◆ **Exercise aim**
Retype everything in the listing, leaving each line exactly as it is.

◆ **Exercise input**
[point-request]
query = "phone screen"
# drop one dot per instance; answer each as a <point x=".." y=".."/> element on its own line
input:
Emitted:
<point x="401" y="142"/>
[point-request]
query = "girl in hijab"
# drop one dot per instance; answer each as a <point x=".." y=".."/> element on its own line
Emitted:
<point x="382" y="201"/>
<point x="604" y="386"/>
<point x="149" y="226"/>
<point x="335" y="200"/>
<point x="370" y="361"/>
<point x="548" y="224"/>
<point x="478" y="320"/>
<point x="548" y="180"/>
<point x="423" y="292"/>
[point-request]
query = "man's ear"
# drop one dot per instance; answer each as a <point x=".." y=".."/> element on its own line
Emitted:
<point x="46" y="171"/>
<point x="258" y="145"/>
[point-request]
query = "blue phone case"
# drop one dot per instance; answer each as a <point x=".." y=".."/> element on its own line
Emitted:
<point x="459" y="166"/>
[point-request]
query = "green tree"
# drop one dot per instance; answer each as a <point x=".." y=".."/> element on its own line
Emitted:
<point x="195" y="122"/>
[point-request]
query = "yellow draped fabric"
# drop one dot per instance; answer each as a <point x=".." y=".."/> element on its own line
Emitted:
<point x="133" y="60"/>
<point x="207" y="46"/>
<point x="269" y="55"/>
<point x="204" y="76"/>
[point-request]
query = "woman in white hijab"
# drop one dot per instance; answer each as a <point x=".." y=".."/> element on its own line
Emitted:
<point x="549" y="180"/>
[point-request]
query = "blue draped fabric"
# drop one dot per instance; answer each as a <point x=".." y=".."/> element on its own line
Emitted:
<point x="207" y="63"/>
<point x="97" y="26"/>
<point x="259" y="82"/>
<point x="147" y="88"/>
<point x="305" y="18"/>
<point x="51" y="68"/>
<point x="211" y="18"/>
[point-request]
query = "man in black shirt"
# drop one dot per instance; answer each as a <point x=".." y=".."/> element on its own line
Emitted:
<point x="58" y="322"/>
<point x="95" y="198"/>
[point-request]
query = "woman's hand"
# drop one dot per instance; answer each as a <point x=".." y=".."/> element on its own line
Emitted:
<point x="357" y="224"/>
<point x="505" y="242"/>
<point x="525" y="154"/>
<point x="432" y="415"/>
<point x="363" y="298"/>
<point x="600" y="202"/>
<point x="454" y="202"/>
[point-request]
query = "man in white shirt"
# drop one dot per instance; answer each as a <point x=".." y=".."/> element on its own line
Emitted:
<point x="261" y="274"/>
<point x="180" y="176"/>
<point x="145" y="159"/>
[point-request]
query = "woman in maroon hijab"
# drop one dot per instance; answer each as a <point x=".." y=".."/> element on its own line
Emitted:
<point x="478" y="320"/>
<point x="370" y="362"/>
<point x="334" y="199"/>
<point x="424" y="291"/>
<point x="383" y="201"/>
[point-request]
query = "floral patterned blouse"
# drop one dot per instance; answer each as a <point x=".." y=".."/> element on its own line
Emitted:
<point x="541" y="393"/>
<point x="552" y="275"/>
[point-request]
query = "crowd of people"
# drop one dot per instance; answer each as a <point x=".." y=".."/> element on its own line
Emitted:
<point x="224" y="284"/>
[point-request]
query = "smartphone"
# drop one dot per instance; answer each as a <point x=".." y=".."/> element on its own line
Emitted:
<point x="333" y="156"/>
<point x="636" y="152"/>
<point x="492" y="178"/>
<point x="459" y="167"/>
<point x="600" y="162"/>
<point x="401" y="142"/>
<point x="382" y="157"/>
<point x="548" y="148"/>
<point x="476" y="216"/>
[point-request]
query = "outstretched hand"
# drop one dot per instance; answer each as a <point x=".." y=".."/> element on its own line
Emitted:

◆ **Solved exercise**
[point-request]
query = "phone screen"
# drop one dot per instance; answer each as a <point x=".." y=".."/> element on its own line
input:
Emitted:
<point x="401" y="142"/>
[point-request]
query = "girl in hijab"
# drop one dot per instance; answer each as a <point x=".." y=".."/> element on its own line
Emitted:
<point x="382" y="201"/>
<point x="604" y="386"/>
<point x="149" y="226"/>
<point x="335" y="200"/>
<point x="370" y="361"/>
<point x="548" y="224"/>
<point x="478" y="320"/>
<point x="548" y="180"/>
<point x="423" y="292"/>
[point-request]
query = "man's ear"
# drop one dot per instance; answer each as a <point x=".." y=".."/> element on its own line
Emitted:
<point x="46" y="171"/>
<point x="258" y="145"/>
[point-request]
query = "blue phone case"
# drop one dot per instance; answer each as a <point x=".." y=".."/> element on its own line
Emitted:
<point x="459" y="166"/>
[point-request]
query = "green tree"
# drop one dot per instance; answer each as a <point x=".." y=".."/> element on its own line
Emitted:
<point x="195" y="122"/>
[point-request]
query = "yellow draped fabric"
# drop one dot per instance; answer each as a <point x=".." y=".."/> element on its own line
Emitted:
<point x="133" y="60"/>
<point x="207" y="46"/>
<point x="269" y="55"/>
<point x="204" y="76"/>
[point-request]
query = "woman in white hijab"
# drop one dot per instance; answer each as a <point x=".." y=".."/> element on its own line
Emitted:
<point x="549" y="180"/>
[point-request]
query = "blue draped fabric"
# drop one dot per instance; answer each as a <point x=".." y=".."/> element on its own line
Emitted:
<point x="207" y="63"/>
<point x="97" y="26"/>
<point x="259" y="82"/>
<point x="147" y="88"/>
<point x="305" y="18"/>
<point x="51" y="68"/>
<point x="211" y="18"/>
[point-request]
query = "man in black shirt"
# drop one dot per instance; answer each as a <point x=".." y=".."/> element on its own line
Emitted:
<point x="58" y="322"/>
<point x="95" y="198"/>
[point-request]
query = "woman's hand"
# drop one dot per instance; answer each as a <point x=".." y=".."/> element on its own line
Emitted:
<point x="357" y="224"/>
<point x="505" y="242"/>
<point x="525" y="154"/>
<point x="432" y="415"/>
<point x="363" y="298"/>
<point x="600" y="202"/>
<point x="454" y="202"/>
[point-request]
query = "man in white shirt"
# drop one dot per instance; answer each as a <point x=".." y=".."/> element on its own line
Emitted:
<point x="261" y="274"/>
<point x="180" y="176"/>
<point x="145" y="159"/>
[point-request]
query = "woman in maroon hijab"
# drop one dot per instance; answer each as a <point x=".." y=".."/> element on its own line
Emitted:
<point x="478" y="320"/>
<point x="370" y="362"/>
<point x="334" y="199"/>
<point x="424" y="291"/>
<point x="383" y="201"/>
[point-request]
query = "floral patterned blouse"
# drop one dot per instance; answer each as a <point x=".." y=".."/> element on its own line
Emitted:
<point x="541" y="393"/>
<point x="552" y="275"/>
[point-request]
query = "crowd of people"
# drop one dot per instance; answer each as a <point x=".." y=".."/> element on its own line
Emitted:
<point x="224" y="284"/>
[point-request]
query = "smartphone"
# drop one dot per instance; answer each as a <point x=".." y=".."/> element on its own line
Emitted:
<point x="333" y="156"/>
<point x="636" y="152"/>
<point x="492" y="178"/>
<point x="459" y="167"/>
<point x="600" y="162"/>
<point x="401" y="142"/>
<point x="382" y="157"/>
<point x="548" y="148"/>
<point x="476" y="216"/>
[point-request]
query = "outstretched hand"
# drop one dot per instance; answer each as a <point x=".." y=".."/> element on its own line
Emitted:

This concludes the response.